◆ **Stored data entries**:
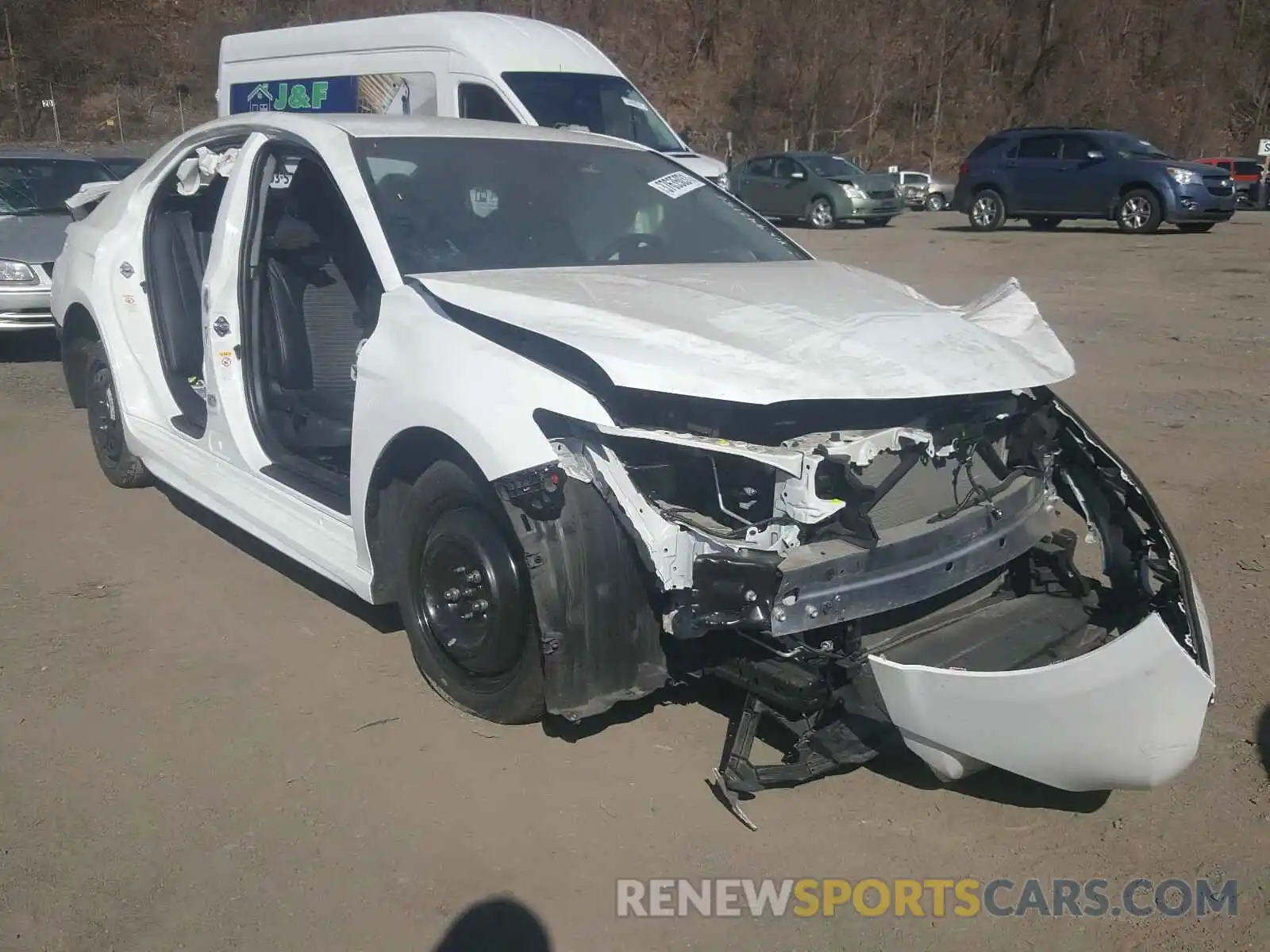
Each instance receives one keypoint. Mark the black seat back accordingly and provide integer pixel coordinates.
(287, 359)
(177, 289)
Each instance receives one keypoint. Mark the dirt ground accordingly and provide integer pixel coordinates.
(203, 748)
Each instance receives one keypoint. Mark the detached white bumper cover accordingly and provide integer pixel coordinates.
(1127, 715)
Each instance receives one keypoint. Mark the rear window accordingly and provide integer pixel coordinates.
(986, 146)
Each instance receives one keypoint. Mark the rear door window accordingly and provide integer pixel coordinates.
(480, 102)
(1079, 148)
(1041, 148)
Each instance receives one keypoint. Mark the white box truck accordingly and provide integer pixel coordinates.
(467, 65)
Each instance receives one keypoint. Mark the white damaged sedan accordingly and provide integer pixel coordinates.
(596, 427)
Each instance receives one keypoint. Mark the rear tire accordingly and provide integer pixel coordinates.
(106, 423)
(987, 211)
(1138, 213)
(467, 607)
(819, 213)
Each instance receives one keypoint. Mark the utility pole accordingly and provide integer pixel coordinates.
(13, 67)
(52, 105)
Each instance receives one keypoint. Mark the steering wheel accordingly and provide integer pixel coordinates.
(624, 244)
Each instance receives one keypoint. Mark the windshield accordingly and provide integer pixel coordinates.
(829, 165)
(484, 203)
(37, 186)
(1130, 148)
(592, 103)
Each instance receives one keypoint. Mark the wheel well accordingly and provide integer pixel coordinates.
(991, 187)
(1145, 187)
(404, 460)
(78, 328)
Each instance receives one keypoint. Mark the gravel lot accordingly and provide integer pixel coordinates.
(205, 748)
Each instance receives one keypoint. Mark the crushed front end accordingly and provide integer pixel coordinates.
(975, 577)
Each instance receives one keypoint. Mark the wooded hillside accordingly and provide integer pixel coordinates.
(886, 80)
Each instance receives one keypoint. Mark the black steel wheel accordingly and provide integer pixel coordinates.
(467, 607)
(106, 423)
(987, 211)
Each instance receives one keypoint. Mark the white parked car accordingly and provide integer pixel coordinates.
(595, 427)
(924, 190)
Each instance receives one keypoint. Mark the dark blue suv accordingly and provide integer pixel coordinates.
(1051, 173)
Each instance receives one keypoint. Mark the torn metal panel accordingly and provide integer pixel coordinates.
(770, 333)
(861, 448)
(203, 168)
(785, 460)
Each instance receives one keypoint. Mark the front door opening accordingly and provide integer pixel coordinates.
(177, 245)
(311, 298)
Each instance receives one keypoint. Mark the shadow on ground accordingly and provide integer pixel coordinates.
(895, 763)
(1264, 740)
(384, 619)
(499, 924)
(29, 347)
(1071, 228)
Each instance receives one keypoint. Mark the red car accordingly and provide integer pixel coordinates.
(1248, 173)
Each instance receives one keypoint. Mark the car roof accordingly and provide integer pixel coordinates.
(371, 126)
(1052, 129)
(497, 42)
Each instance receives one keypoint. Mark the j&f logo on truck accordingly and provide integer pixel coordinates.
(935, 899)
(292, 97)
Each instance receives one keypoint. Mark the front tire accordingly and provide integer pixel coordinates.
(819, 213)
(106, 423)
(1140, 213)
(467, 607)
(987, 211)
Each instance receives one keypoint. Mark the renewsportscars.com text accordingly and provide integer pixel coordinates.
(933, 898)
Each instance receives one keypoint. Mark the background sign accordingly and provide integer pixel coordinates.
(328, 94)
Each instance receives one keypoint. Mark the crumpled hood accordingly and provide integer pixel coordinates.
(35, 239)
(869, 181)
(768, 333)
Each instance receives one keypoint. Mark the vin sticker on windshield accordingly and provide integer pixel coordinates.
(677, 183)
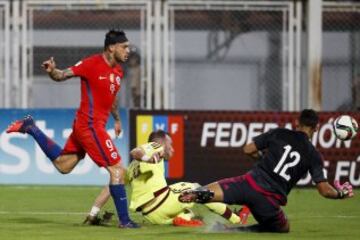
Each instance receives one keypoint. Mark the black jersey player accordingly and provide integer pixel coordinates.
(288, 155)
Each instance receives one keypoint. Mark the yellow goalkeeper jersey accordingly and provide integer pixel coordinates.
(145, 178)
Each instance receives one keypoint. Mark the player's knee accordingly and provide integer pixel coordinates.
(117, 173)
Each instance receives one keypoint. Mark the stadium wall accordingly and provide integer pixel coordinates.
(207, 145)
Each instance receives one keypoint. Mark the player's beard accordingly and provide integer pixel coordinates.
(120, 59)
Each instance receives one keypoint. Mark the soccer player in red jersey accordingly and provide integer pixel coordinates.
(100, 76)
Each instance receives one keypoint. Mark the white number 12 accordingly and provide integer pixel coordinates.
(293, 155)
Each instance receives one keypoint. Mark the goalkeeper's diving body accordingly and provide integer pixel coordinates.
(288, 156)
(152, 196)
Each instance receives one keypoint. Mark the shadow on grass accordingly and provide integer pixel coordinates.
(30, 220)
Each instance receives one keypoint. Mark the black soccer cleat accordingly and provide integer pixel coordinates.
(92, 220)
(199, 195)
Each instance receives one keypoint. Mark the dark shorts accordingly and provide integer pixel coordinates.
(94, 141)
(264, 206)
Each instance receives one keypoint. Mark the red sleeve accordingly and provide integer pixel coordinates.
(80, 69)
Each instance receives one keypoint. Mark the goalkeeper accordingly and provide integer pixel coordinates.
(150, 193)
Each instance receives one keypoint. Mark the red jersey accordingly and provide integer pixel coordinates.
(99, 86)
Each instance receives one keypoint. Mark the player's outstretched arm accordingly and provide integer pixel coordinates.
(140, 154)
(56, 74)
(339, 192)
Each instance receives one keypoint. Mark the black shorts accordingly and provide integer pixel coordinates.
(264, 206)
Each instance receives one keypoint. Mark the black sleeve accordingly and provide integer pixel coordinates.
(317, 168)
(262, 141)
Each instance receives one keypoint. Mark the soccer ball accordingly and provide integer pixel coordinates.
(345, 127)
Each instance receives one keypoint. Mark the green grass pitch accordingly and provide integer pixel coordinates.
(52, 212)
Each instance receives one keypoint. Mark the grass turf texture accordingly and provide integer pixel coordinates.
(51, 212)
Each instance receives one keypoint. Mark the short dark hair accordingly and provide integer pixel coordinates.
(158, 134)
(114, 36)
(309, 118)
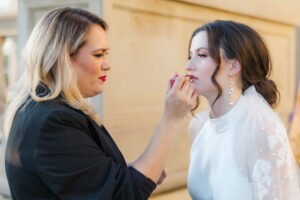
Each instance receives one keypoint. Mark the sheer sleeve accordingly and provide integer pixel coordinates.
(269, 164)
(73, 167)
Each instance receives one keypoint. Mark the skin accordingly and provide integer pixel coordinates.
(202, 66)
(90, 63)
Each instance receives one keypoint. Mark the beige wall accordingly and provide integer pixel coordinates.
(149, 41)
(283, 11)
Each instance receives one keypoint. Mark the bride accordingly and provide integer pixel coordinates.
(242, 150)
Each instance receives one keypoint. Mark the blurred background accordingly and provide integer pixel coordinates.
(149, 42)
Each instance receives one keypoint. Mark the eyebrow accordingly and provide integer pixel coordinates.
(101, 49)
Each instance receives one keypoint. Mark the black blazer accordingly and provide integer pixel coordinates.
(57, 152)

◆ **What is expected**: Word-for-word copy, no pictures: write out the entries above in full.

◆ **Solution for this problem**:
Each instance receives one keypoint. Mark the black seat back accordingly and provide integer pixel coordinates.
(287, 359)
(177, 289)
Each instance receives one keypoint. Mark the dirt ground accordingly and provide integer pixel coordinates.
(203, 748)
Each instance receives one keypoint. Mark the detached white bumper cover accordingly and provide integer pixel coordinates.
(1127, 715)
Each instance receives one keypoint. Mark the rear window accordingly and provide integer pixel coordinates.
(986, 146)
Each instance receives one keypoint. Mark the rear door window accordingly and provide integer pixel coordinates.
(480, 102)
(1079, 148)
(1041, 148)
Each instance receives one keypoint. Mark the white box truck accordingly and provide integer pixel coordinates.
(467, 65)
Each instance receives one keypoint. Mark the white damaged sedan accordingly and provide integer pixel coordinates.
(596, 427)
Each instance receives one keypoint. Mark the rear tire accordingly and provide integer pixel coordinates.
(106, 423)
(987, 211)
(1138, 213)
(467, 607)
(819, 213)
Each instance receives one keypoint. Mark the utility pole accordingly and provide integer pixel coordinates.
(13, 67)
(52, 105)
Each instance receives one keypoint. Mark the steering wheel accordingly and provide integer pixel coordinates.
(624, 244)
Each instance receives one keypoint. Mark the windshield accordingly and provide integer pixel coordinates.
(829, 165)
(484, 203)
(37, 186)
(1130, 148)
(592, 103)
Each instance receives one keypoint. Mark the wheel well accordingly and provide integer pixel coordinates.
(991, 187)
(1145, 187)
(404, 460)
(78, 328)
Each instance receives one keypoint. Mark the gravel lot accordingly and provide integer pixel coordinates.
(205, 748)
Each instance receives one keypoint. Mark the crushed front end accordingly and provide integer pixel coordinates.
(975, 577)
Each instance receives one keypoint. Mark the wooded hillside accordingly and provide integer pixel coordinates.
(886, 80)
Each instance receives one keypoint. Mark the black steel wheel accordingly and provide integer pixel coordinates.
(467, 607)
(106, 423)
(987, 211)
Each instance receives one keypoint. Mark the white parked car accordingly and provide integer pixel coordinates.
(595, 427)
(924, 190)
Each instance receives one keypoint. Mark the dark blue suv accordingly and provide integer pixel coordinates.
(1051, 173)
Each instance receives one keypoint. Mark the torn metal panel accordingly and provide integer pixel coordinates.
(770, 333)
(861, 448)
(203, 168)
(785, 460)
Each instance receives one keypoint. Mark the front door opening accordingly and provide integer pixel coordinates.
(177, 245)
(311, 298)
Each instance receives one keypoint. Mark the shadow on ground accordingly and provide integer pixel coordinates.
(895, 763)
(1264, 740)
(384, 619)
(499, 924)
(29, 347)
(1071, 228)
Each instance receives one keypoint. Mark the red car accordingly and provide integer pixel coordinates.
(1248, 173)
Each instance receives one keypoint. Mark the car roof accordingly and provide integer pixel coordinates.
(371, 126)
(1052, 129)
(497, 42)
Each instance receives one keypoint. Mark the j&f logo on truck accordingly and provide integer pixel coordinates.
(935, 899)
(292, 97)
Each instance receives one keypoint. Mark the front tire accordingly and provide integer pixel coordinates.
(819, 213)
(106, 423)
(1140, 213)
(467, 607)
(987, 211)
Each instance receives one keypoint. Mark the renewsportscars.com text accordingly and provide integer pixel coordinates.
(933, 898)
Each instance receives one keypoint. Mark the background sign accordingly and provide integer pixel coordinates.
(328, 94)
Each instance receives one keypoint. Mark the crumpled hood accordingly and provide integer pixel coordinates.
(35, 239)
(869, 181)
(768, 333)
Each instance receives one keypoint. Mark the vin sticker on windshield accordingly and provide integer pixel coordinates.
(677, 183)
Each instance receives one keypoint. Mark the black jersey player accordingly and provide integer pixel coordinates.
(288, 155)
Each instance receives one keypoint. Mark the yellow goalkeeper jersey accordingly and provide integer pixel coordinates.
(145, 178)
Each instance receives one keypoint. Mark the player's knee accordingly and provide integer pixel coordinates.
(117, 173)
Each instance receives one keypoint. Mark the stadium wall accordingly and provide integer pixel coordinates.
(207, 145)
Each instance receives one keypoint. Mark the player's beard accordingly and provide integer pixel coordinates.
(120, 59)
Each instance receives one keypoint. Mark the soccer player in red jersey accordingly and provide integer pixel coordinates.
(100, 76)
Each instance receives one keypoint. Mark the white number 12 accordingly and provide integer pixel coordinates.
(293, 155)
Each instance receives one keypoint. Mark the goalkeeper's diving body accordingly and provide integer pixel coordinates.
(288, 156)
(152, 196)
Each instance receives one keypoint. Mark the shadow on grass accordingly and provide integer pixel coordinates.
(30, 220)
Each instance receives one keypoint. Mark the black soccer cleat accordingly and provide integer pixel coordinates.
(92, 220)
(199, 195)
Each instance receives one keypoint. Mark the dark shorts accordingly and provide integer pixel coordinates.
(94, 141)
(264, 206)
Each instance receives one keypoint. Mark the red sleeve accordingly and provide integer pixel coordinates.
(80, 69)
Each instance receives one keypoint. Mark the goalkeeper accordingly and provide integer pixel coordinates.
(150, 193)
Each instance receives one keypoint. Mark the red jersey accordingly and provide integer pixel coordinates.
(99, 86)
Each instance receives one keypoint. Mark the player's outstretched arm accordingly and provide integer pixel coordinates.
(140, 154)
(56, 74)
(339, 192)
Each instance receives one keypoint. Mark the black shorts accordingly and provide integer pixel coordinates.
(264, 206)
Each instance receives one keypoint. Mark the black sleeve accordingly and provide integer pixel coordinates.
(317, 168)
(262, 141)
Each instance receives one keypoint. Mark the soccer ball accordingly and provide integer pixel coordinates.
(345, 127)
Each instance receives one keypoint. Mark the green grass pitch accordingly and provide integer pixel coordinates.
(52, 212)
Each instance receives one keypoint. Mark the grass turf texture accordingly and provide integer pixel coordinates.
(51, 212)
Each instance receives one keypoint. Mark the short dark hair accordingly and provide integer pixel coordinates.
(158, 134)
(114, 36)
(309, 118)
Each instance receives one keypoint. Mark the sheer sleeve accordingly and provide integer pixel coordinates.
(269, 164)
(73, 167)
Each instance receives one keypoint. Mark the skin accordingly and provide integer pixel coordinates.
(202, 66)
(90, 63)
Each instance receives one keypoint. Mark the beige wall accordingly and provide integer pixel coordinates.
(149, 41)
(283, 11)
Each instance receives one keypoint. Mark the bride accordingly and provide integer pixel coordinates.
(242, 150)
Each instance receives one keypoint. Mark the blurred background accordingly and provide integer pixel coordinates.
(149, 42)
Each instance receives one keypoint. Mark the eyebrow accordingly and provide integer pixel coordinates.
(101, 49)
Each instance receives one keypoint. Mark the black blazer accordingly and provide integer pixel coordinates.
(57, 152)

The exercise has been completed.